» **Short task**:
Output the material below unchanged, apart from leaving out the pictures.

Dataset entries:
═══
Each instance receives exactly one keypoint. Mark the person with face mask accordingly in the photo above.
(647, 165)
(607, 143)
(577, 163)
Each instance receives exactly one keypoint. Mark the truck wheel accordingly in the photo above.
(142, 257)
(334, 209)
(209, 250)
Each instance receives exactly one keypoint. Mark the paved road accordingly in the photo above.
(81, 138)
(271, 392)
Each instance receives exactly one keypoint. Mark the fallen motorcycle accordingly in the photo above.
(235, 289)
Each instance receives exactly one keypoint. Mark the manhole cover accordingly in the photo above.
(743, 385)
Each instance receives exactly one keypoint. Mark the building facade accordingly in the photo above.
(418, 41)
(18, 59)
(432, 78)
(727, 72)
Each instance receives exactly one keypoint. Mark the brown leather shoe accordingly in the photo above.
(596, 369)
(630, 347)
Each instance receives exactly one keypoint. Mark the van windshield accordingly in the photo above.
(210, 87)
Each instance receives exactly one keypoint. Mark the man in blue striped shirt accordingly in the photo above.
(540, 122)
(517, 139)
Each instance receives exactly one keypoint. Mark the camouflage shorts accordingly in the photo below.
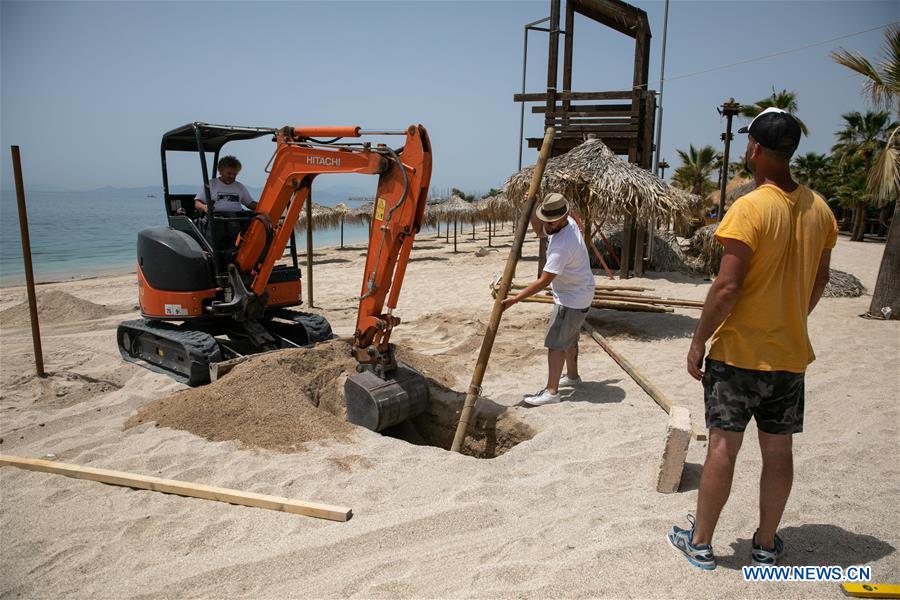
(733, 395)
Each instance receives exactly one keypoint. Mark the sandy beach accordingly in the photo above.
(567, 509)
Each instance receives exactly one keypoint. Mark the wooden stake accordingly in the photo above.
(487, 343)
(180, 488)
(26, 257)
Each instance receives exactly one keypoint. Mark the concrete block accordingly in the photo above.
(678, 438)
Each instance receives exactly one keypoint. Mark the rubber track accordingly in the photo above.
(199, 347)
(317, 327)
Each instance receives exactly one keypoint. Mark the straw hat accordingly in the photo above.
(553, 208)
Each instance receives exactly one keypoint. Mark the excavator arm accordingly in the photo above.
(404, 177)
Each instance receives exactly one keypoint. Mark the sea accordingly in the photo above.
(75, 235)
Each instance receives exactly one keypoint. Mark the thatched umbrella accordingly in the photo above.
(323, 217)
(432, 216)
(361, 214)
(602, 186)
(494, 208)
(457, 209)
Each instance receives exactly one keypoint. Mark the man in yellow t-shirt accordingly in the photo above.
(778, 241)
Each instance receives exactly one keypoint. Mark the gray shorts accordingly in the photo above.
(565, 325)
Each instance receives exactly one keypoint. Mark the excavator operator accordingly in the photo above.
(226, 193)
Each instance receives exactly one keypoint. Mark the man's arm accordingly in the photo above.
(822, 276)
(720, 301)
(531, 289)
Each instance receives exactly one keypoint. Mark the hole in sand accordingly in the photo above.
(281, 400)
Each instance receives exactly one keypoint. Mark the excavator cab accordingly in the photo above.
(210, 289)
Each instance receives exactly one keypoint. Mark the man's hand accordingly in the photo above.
(695, 360)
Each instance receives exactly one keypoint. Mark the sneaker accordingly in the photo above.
(760, 556)
(566, 381)
(700, 555)
(542, 397)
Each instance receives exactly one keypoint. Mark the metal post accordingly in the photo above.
(524, 70)
(662, 80)
(729, 109)
(309, 294)
(26, 257)
(663, 165)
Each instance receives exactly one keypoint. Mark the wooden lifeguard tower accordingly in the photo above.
(623, 120)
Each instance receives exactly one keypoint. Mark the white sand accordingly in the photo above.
(569, 513)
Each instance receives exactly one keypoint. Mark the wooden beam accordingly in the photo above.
(625, 263)
(542, 97)
(612, 110)
(639, 378)
(180, 488)
(615, 14)
(611, 304)
(567, 61)
(553, 57)
(583, 119)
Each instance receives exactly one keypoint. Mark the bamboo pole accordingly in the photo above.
(487, 343)
(601, 286)
(630, 306)
(26, 257)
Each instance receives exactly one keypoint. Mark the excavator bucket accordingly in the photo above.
(376, 403)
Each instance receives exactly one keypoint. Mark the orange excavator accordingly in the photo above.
(210, 289)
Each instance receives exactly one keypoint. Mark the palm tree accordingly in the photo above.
(784, 100)
(882, 82)
(882, 85)
(863, 137)
(697, 165)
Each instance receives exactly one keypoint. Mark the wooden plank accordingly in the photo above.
(573, 132)
(614, 305)
(639, 378)
(567, 61)
(625, 263)
(542, 97)
(678, 440)
(180, 488)
(639, 234)
(619, 16)
(579, 120)
(613, 110)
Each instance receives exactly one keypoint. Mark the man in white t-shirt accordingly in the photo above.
(568, 273)
(227, 194)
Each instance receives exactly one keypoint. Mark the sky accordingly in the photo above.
(88, 88)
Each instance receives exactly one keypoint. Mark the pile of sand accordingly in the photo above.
(281, 400)
(843, 285)
(56, 307)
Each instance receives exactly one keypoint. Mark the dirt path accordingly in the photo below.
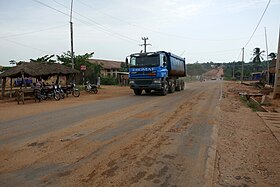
(131, 141)
(190, 138)
(247, 153)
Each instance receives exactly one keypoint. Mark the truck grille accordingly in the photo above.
(144, 81)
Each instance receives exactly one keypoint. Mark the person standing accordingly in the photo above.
(98, 81)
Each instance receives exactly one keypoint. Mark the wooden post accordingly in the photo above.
(3, 86)
(11, 86)
(276, 89)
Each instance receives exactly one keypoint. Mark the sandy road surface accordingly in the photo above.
(122, 141)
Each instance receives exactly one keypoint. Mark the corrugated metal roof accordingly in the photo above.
(107, 64)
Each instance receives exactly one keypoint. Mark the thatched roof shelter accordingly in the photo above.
(36, 69)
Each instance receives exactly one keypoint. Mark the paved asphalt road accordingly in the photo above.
(146, 140)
═══
» **The result**:
Each instance receives exactly one keypoint. Mark the person with face mask accordingly in the photo above.
(647, 165)
(607, 143)
(577, 163)
Each instance receives exactly one keypoint. Mark the truck wheel accordingly in the photo above.
(142, 257)
(334, 209)
(209, 250)
Each instance receives exactly one keypoint. Mark the paved road accordingly in the photo above.
(81, 138)
(271, 392)
Each instance receives exactly one keypoint. Mark the fallen motorcycle accordingly in the photo above.
(235, 289)
Each instance receives exactly one keypoint. Mark the manhole cover accordingly in the photo above.
(743, 385)
Each instance receives exactly one keypoint. Mark the building facade accordingly in the photo above.
(418, 41)
(18, 59)
(432, 78)
(727, 72)
Each instance receives exactly one keypoint. Mark the brown leather shoe accordingly in the photo above.
(596, 369)
(630, 347)
Each instance receives exactly one keypoint. Mark the van windshield accordingly in the photo above.
(210, 87)
Each instance receives exactly one keypoint. Mark the man in blue striped shirt accordingly in the photo above.
(540, 122)
(517, 139)
Each instance receives exactly one keypoint. Mark the camouflage shorts accordingly in the photo below.
(733, 395)
Each instance receives exactly one keypoint. Mark the sandy beach accordingly in the photo above.
(567, 509)
Each instance receives exactly one keypoint. Mark the wooden stake accordingly in the photo above.
(487, 343)
(180, 488)
(26, 257)
Each instance receives exactly one keypoint. Mark the concrete block accordingly in the photo above.
(678, 438)
Each instance receives exactly one keypoint. Mark the rubber track accordingly in the photo above.
(199, 347)
(317, 327)
Each instance receives exactly one keypoint. Mark the straw hat accordingly in the photo above.
(553, 208)
Each instance receives exactly one keypoint. Mark the excavator arm accordingly in the photo above.
(404, 177)
Each instance receives exactly one keypoint. Mark the sea accordingly in the photo above.
(75, 235)
Each instance receives exactly one keypoint. Mark the thatched umbrella accordingly in the photo above.
(323, 217)
(432, 216)
(361, 214)
(602, 186)
(494, 208)
(457, 209)
Each instance receives exactly one keypoint. Mark the man in yellow t-shirt accordingly in the photo above.
(778, 241)
Each instance receives exactly one keypoint. Mark the gray shorts accordingly in the photo above.
(565, 325)
Each instance receives exactly one keypoint. Mark the excavator operator accordingly in the photo above.
(226, 193)
Each instance receives exactly one keypoint. Mark the man's arm accordingly in the photo above.
(822, 276)
(720, 301)
(531, 289)
Each instance receives exactly one keypoint. Mark the hole in sand accordingly in the photo above.
(281, 400)
Each instance receives exactly one keypoint. Mark the excavator cab accordingly in the photo above.
(210, 289)
Each instance receives exactly one keypoint. Mark the man's hand accordingly in the photo above.
(695, 360)
Each instance receives exactly one keypoint. Mark the sneaker accordingly in the photo above.
(760, 556)
(566, 381)
(700, 555)
(542, 397)
Each instance receives exactly one keypoint. Mark the metal post accordingly in the photo above.
(524, 70)
(662, 80)
(729, 109)
(309, 294)
(26, 257)
(663, 165)
Each instance receives exactly one keypoint. Mark the wooden lifeguard tower accordingly in the photo above.
(623, 120)
Each instance receives exactly one keypoint. Mark the white sand accordingly in the photo above.
(569, 513)
Each instance receives exactly one keypoint. Mark the wooden beam accordingly in the photo above.
(625, 263)
(542, 97)
(612, 110)
(639, 378)
(180, 488)
(615, 14)
(611, 304)
(567, 61)
(553, 57)
(583, 119)
Each instance receives exactly one keypoint. Mark the bamboo pole accordingly in the photo above.
(487, 343)
(601, 286)
(630, 306)
(26, 257)
Each instance receives exactly one keypoint. Mark the excavator bucket accordingly in the photo above.
(376, 403)
Each instance receives exactly one keypoint. Mark the orange excavator accordingly in the photo above.
(210, 289)
Each instance receives exactly one keypoint. Mark the palm tree accordingly in the photo above.
(784, 100)
(882, 82)
(882, 85)
(863, 137)
(697, 165)
Each instance receives exactly one keypoint. Mark the wooden plank accordingly in the photo above.
(573, 132)
(614, 305)
(639, 378)
(567, 61)
(625, 263)
(542, 97)
(678, 440)
(180, 488)
(639, 234)
(619, 16)
(579, 120)
(613, 110)
Each instance receives exactly one keypoint. Mark the man in white t-shirt accordingly in the photo above.
(568, 273)
(227, 194)
Each instance receives exactly one keypoint. Mark the sky accordingly in the photo above.
(88, 88)
Each instance receives exactly one keypoint. Mark the pile of sand accordingly in the photo above.
(281, 400)
(843, 285)
(56, 307)
Each instance receives exactly one keypoint. Mark the dirt path accordingly in the photo below.
(131, 141)
(190, 138)
(247, 153)
Each instance receives exactly one keypoint. Mark the truck grille accordingly in the photo above.
(144, 81)
Each instance receives exactly one keypoint. Mark the person standing accordingly in the photo above.
(98, 81)
Each instance receives exactly one keypoint. Mark the wooden post accordingly in the photo above.
(3, 86)
(11, 86)
(276, 89)
Each instance receives exactly one keypoint. Mark the sandy road surface accordingly in the photo above.
(122, 141)
Each instance receives exactly one keypoint. Mark the corrugated metal roof accordingly in the photo above.
(107, 64)
Each instance receives exactly one keypoint. Mark the thatched roof shelter accordingly in the photo above.
(36, 69)
Each instance receives exactly one keypoint. Mark the paved asphalt road accordingly in the photo above.
(146, 140)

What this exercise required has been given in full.